>> Start PASSAGE

Example EQL syntax error message.

Learning the schema is not a necessary step to execute EQL search queries. But it does give you the capability to print a detailed error message when making syntax mistakes in your query.

See the picture for an example of an error message, which nicely highlights that ‘pi’ is an unrecognised field. As shown in the schema, ‘pid’ should be used instead.

The EQL library does not print this error message and the schema for you. Fortunately, this only requires a few lines of code:

  1. with schema:
  2. try:
  3. eql_query = eql.parse_query(query, implied_any=True,
  4. implied_base=True)
  5. engine.add_query(eql_query)
  6. except eql.EqlError as e:
  7. print(e, file=sys.stderr)
  8. print('\nTake into account the following schema:')
  9. pprint(schema.schema)
  10. return None

Create the EQL engine and Execute the query

After you have created a list of EQL Events from your data and optionally learned the schema, you can continue with creating the EQL Python engine to execute the query. The function below will return a list of dictionaries containing the Event data that match your query, which you can use within your own tooling to do whatever you want.

>> End PASSAGE

(GOALS)
**1)** In the EQL passage, which field should be used in place of the unrecognized field 'pi'?
**2)** Carry on the EQL passage from its final sentence.

>> Start PROVIDED DATA

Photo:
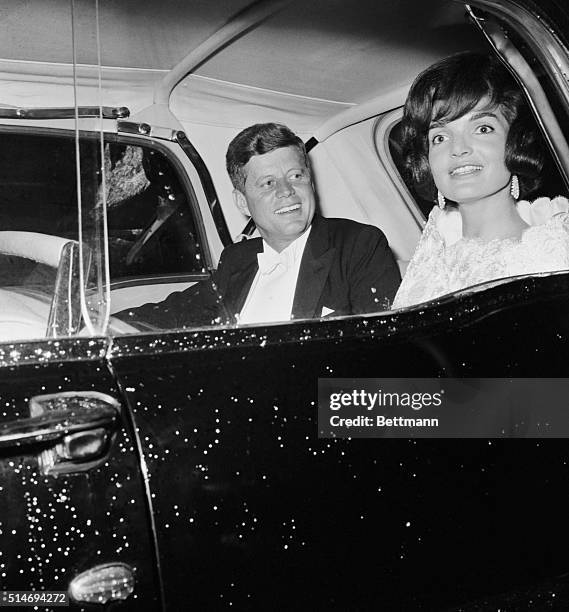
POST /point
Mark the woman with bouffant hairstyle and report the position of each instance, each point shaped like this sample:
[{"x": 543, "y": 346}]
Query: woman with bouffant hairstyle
[{"x": 471, "y": 144}]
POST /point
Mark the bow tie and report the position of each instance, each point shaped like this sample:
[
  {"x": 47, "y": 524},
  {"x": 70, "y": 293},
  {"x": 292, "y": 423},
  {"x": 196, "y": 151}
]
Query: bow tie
[{"x": 268, "y": 262}]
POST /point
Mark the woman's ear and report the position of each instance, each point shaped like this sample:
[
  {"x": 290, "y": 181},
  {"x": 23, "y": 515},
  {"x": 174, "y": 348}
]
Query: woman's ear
[{"x": 241, "y": 202}]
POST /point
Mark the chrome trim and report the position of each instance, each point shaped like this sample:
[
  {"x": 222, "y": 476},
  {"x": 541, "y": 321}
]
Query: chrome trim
[
  {"x": 548, "y": 49},
  {"x": 103, "y": 584},
  {"x": 145, "y": 129},
  {"x": 107, "y": 112}
]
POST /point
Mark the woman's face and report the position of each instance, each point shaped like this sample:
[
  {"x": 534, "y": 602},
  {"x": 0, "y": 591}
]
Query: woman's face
[{"x": 467, "y": 155}]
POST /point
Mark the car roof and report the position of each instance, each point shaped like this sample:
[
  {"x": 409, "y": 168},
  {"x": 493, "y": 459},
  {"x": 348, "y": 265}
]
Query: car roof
[{"x": 310, "y": 61}]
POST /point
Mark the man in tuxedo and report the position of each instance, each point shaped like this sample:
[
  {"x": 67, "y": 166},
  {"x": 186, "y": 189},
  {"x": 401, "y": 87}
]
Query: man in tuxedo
[{"x": 302, "y": 266}]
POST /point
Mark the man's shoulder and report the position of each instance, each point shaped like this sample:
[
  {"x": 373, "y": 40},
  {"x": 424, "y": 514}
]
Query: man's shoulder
[{"x": 242, "y": 249}]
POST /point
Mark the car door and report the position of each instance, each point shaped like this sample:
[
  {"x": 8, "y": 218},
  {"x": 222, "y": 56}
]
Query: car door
[
  {"x": 74, "y": 515},
  {"x": 252, "y": 509}
]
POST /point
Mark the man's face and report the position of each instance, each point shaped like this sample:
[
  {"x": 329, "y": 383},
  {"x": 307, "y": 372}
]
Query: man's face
[{"x": 279, "y": 196}]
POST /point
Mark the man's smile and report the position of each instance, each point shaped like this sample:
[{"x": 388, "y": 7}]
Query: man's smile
[
  {"x": 465, "y": 170},
  {"x": 287, "y": 209}
]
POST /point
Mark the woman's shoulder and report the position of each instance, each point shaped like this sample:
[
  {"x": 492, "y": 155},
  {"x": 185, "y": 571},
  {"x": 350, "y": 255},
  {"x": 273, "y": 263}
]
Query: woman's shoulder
[{"x": 544, "y": 210}]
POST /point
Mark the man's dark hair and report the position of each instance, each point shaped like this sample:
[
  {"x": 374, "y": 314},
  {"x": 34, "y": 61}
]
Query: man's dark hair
[
  {"x": 451, "y": 88},
  {"x": 258, "y": 139}
]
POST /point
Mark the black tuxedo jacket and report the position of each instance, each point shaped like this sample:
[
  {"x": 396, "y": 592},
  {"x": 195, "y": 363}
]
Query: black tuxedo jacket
[{"x": 346, "y": 268}]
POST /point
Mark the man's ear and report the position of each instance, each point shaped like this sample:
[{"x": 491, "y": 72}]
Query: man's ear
[{"x": 241, "y": 202}]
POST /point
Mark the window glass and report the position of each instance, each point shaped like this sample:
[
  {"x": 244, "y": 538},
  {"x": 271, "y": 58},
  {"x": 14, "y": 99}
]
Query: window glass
[{"x": 152, "y": 231}]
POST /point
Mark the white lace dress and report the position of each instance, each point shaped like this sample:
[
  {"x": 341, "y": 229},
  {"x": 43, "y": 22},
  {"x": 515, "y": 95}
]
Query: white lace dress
[{"x": 444, "y": 261}]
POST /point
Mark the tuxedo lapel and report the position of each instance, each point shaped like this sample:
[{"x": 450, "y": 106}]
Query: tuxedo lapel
[
  {"x": 241, "y": 276},
  {"x": 314, "y": 269}
]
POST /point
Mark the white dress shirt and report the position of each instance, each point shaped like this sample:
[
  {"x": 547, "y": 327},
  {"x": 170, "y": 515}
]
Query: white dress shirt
[{"x": 272, "y": 291}]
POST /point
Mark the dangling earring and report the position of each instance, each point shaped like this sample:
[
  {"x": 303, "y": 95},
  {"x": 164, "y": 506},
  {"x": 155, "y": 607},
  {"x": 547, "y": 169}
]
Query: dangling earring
[{"x": 515, "y": 188}]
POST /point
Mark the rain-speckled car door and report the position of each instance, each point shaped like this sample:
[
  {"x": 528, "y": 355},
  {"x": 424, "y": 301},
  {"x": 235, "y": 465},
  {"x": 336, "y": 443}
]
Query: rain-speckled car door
[
  {"x": 73, "y": 514},
  {"x": 254, "y": 511}
]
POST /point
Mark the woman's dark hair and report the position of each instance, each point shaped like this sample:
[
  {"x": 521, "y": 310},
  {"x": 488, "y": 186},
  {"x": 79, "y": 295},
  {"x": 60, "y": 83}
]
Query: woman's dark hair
[
  {"x": 258, "y": 139},
  {"x": 451, "y": 88}
]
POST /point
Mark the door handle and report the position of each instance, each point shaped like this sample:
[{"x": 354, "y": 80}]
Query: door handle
[{"x": 78, "y": 425}]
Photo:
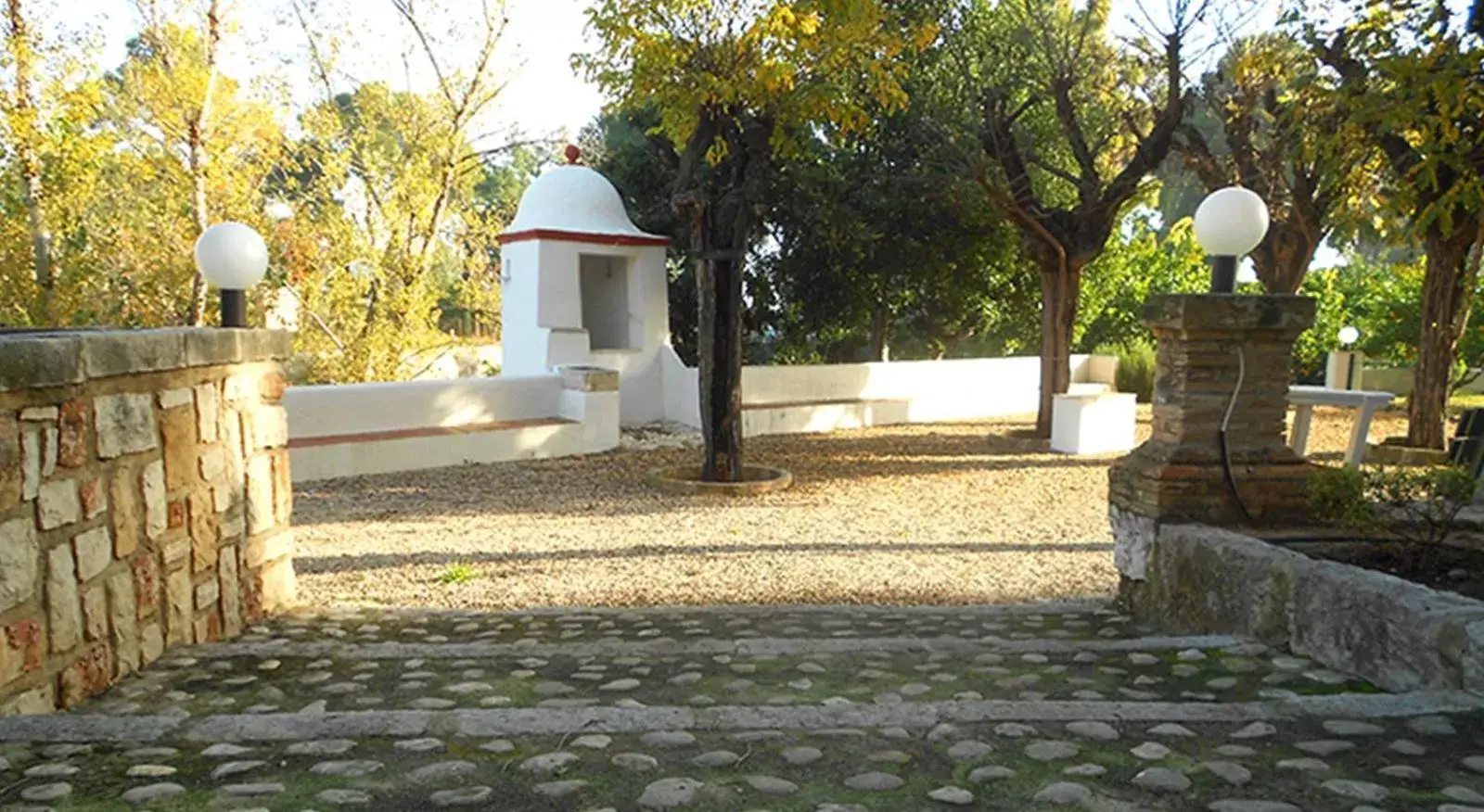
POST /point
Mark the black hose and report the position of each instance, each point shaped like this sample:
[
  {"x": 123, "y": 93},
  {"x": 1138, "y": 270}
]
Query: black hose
[
  {"x": 1223, "y": 448},
  {"x": 1231, "y": 479}
]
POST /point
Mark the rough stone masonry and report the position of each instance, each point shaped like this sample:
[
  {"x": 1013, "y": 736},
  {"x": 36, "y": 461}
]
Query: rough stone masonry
[
  {"x": 1209, "y": 344},
  {"x": 145, "y": 501}
]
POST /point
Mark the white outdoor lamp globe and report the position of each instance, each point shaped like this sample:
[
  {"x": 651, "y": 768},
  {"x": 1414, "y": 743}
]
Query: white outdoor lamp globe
[
  {"x": 1229, "y": 224},
  {"x": 232, "y": 258}
]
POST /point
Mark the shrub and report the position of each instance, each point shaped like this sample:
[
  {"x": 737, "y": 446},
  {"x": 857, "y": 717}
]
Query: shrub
[
  {"x": 1135, "y": 368},
  {"x": 1412, "y": 502}
]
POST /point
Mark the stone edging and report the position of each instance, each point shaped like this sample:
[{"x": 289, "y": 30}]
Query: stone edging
[
  {"x": 502, "y": 722},
  {"x": 1394, "y": 633},
  {"x": 63, "y": 358}
]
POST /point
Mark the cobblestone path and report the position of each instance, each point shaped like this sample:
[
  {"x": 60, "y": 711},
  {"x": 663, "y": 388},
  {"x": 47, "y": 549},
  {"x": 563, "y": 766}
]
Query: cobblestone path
[{"x": 816, "y": 710}]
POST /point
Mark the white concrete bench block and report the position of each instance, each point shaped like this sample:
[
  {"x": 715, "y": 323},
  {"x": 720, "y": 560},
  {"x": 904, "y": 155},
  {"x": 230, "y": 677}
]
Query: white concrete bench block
[{"x": 1093, "y": 423}]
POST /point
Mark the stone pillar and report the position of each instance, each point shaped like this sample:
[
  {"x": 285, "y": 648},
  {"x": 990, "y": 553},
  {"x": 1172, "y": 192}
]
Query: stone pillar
[{"x": 1207, "y": 344}]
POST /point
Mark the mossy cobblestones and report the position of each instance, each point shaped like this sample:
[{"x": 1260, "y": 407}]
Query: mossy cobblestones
[{"x": 1051, "y": 663}]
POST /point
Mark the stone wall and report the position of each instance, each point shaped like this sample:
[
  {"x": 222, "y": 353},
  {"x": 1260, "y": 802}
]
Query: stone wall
[
  {"x": 1397, "y": 634},
  {"x": 145, "y": 501}
]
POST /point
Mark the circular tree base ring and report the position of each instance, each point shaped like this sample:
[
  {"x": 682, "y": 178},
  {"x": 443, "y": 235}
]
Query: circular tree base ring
[{"x": 686, "y": 479}]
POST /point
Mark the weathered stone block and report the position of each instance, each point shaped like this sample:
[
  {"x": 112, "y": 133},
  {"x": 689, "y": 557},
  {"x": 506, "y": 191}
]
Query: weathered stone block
[
  {"x": 272, "y": 386},
  {"x": 208, "y": 412},
  {"x": 175, "y": 552},
  {"x": 49, "y": 440},
  {"x": 19, "y": 562},
  {"x": 94, "y": 497},
  {"x": 32, "y": 703},
  {"x": 282, "y": 488},
  {"x": 71, "y": 446},
  {"x": 39, "y": 361},
  {"x": 230, "y": 591},
  {"x": 267, "y": 427},
  {"x": 204, "y": 532},
  {"x": 96, "y": 612},
  {"x": 208, "y": 628},
  {"x": 58, "y": 504},
  {"x": 94, "y": 553},
  {"x": 125, "y": 424},
  {"x": 271, "y": 549},
  {"x": 30, "y": 463},
  {"x": 260, "y": 495},
  {"x": 21, "y": 651},
  {"x": 208, "y": 593},
  {"x": 152, "y": 643},
  {"x": 156, "y": 512},
  {"x": 174, "y": 399},
  {"x": 588, "y": 378},
  {"x": 178, "y": 427},
  {"x": 63, "y": 605},
  {"x": 275, "y": 586},
  {"x": 178, "y": 594},
  {"x": 214, "y": 465},
  {"x": 11, "y": 461},
  {"x": 110, "y": 353},
  {"x": 85, "y": 678},
  {"x": 1389, "y": 630},
  {"x": 125, "y": 516},
  {"x": 146, "y": 584},
  {"x": 123, "y": 631}
]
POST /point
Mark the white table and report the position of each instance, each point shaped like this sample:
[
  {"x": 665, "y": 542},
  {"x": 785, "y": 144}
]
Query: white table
[{"x": 1365, "y": 403}]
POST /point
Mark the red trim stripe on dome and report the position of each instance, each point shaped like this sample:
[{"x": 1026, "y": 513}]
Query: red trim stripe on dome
[{"x": 582, "y": 237}]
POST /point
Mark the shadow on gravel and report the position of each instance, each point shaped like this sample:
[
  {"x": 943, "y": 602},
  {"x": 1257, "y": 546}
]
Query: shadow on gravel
[
  {"x": 613, "y": 483},
  {"x": 308, "y": 565}
]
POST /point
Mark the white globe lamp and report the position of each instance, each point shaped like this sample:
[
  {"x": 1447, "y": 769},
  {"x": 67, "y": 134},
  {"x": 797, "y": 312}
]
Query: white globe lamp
[
  {"x": 232, "y": 258},
  {"x": 1229, "y": 224}
]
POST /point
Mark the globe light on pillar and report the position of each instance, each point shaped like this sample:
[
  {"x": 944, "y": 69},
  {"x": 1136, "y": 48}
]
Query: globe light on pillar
[
  {"x": 234, "y": 258},
  {"x": 1229, "y": 224}
]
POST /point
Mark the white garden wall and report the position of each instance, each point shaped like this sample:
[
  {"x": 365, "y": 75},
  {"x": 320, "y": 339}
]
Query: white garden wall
[
  {"x": 827, "y": 398},
  {"x": 371, "y": 428}
]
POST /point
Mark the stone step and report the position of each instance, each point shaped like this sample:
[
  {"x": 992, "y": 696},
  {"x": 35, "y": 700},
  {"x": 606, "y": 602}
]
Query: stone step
[
  {"x": 811, "y": 710},
  {"x": 1058, "y": 621},
  {"x": 272, "y": 678},
  {"x": 909, "y": 757},
  {"x": 493, "y": 722}
]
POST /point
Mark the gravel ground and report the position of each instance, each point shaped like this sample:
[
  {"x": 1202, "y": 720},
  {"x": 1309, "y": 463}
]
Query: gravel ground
[{"x": 954, "y": 513}]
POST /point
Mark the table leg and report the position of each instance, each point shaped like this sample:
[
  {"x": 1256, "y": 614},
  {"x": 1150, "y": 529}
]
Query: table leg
[
  {"x": 1358, "y": 435},
  {"x": 1298, "y": 440}
]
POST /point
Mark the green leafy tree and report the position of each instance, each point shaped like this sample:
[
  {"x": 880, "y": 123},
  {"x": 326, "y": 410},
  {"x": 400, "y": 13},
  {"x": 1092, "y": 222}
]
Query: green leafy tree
[
  {"x": 1135, "y": 265},
  {"x": 1066, "y": 128},
  {"x": 734, "y": 82},
  {"x": 1283, "y": 135},
  {"x": 1410, "y": 81},
  {"x": 879, "y": 245}
]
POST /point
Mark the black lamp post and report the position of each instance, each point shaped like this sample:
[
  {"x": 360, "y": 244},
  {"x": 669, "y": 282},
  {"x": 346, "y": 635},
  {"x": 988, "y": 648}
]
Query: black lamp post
[
  {"x": 1229, "y": 224},
  {"x": 234, "y": 258}
]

>> End PROVIDED DATA

(RESULTS IN ORDER)
**1)** 'pid'

**2)**
  1. def _execute_eql_query(self, events, query):
  2. """
  3. Execute an EQL query on the provided events.
  4. :param events: events
  5. :param query: EQL query
  6. :return: the result of the query as a list of dictionaries or
  7. None when the query did not match the schema
  8. """
  9. schema = eql.Schema.learn(events)
  10.  
  11. query_result = []
  12.  
  13. # this function is used to store the result of the query to 'query_result'
  14. def store_result(result):
  15. for event in result.events:
  16. query_result.append(event.data)
  17.  
  18. engine = eql.PythonEngine()
  19. with schema:
  20. try:
  21. eql_query = eql.parse_query(query, implied_any=True,
  22. implied_base=True)
  23. engine.add_query(eql_query)
  24. except eql.EqlError as e:
  25. print(e, file=sys.stderr)
  26. print('\nTake into account the following schema:')
  27. pprint(schema.schema)
  28. return None
  29. engine.add_output_hook(store_result)
  30.  
  31. # execute the query
  32. engine.stream_events(events)
  33.  
  34. return query_result
  • 11: create a Python list to store the results of the query.

  • 14-16: in my code, I choose to make use of an inner function ‘store_result’ to be used as a callback for the EQL engine. This function will be called after the query has finished and stores the result in the list ’query_result’.

  • 18: create the EQL Python engine.

  • 21-22: parse the query using the function: ‘parse_query’.

    • Because the parameter ‘implied_any’ is set to ‘True’, it will give the possibility to shorten queries by removing the ‘event_type’ and the ‘where’ clause. For example: “process where pid == 424” and “pid == 424” are both valid and return the same result.

  • 23: add the query to the engine.

  • 24-28: the query syntax error handling as discussed earlier.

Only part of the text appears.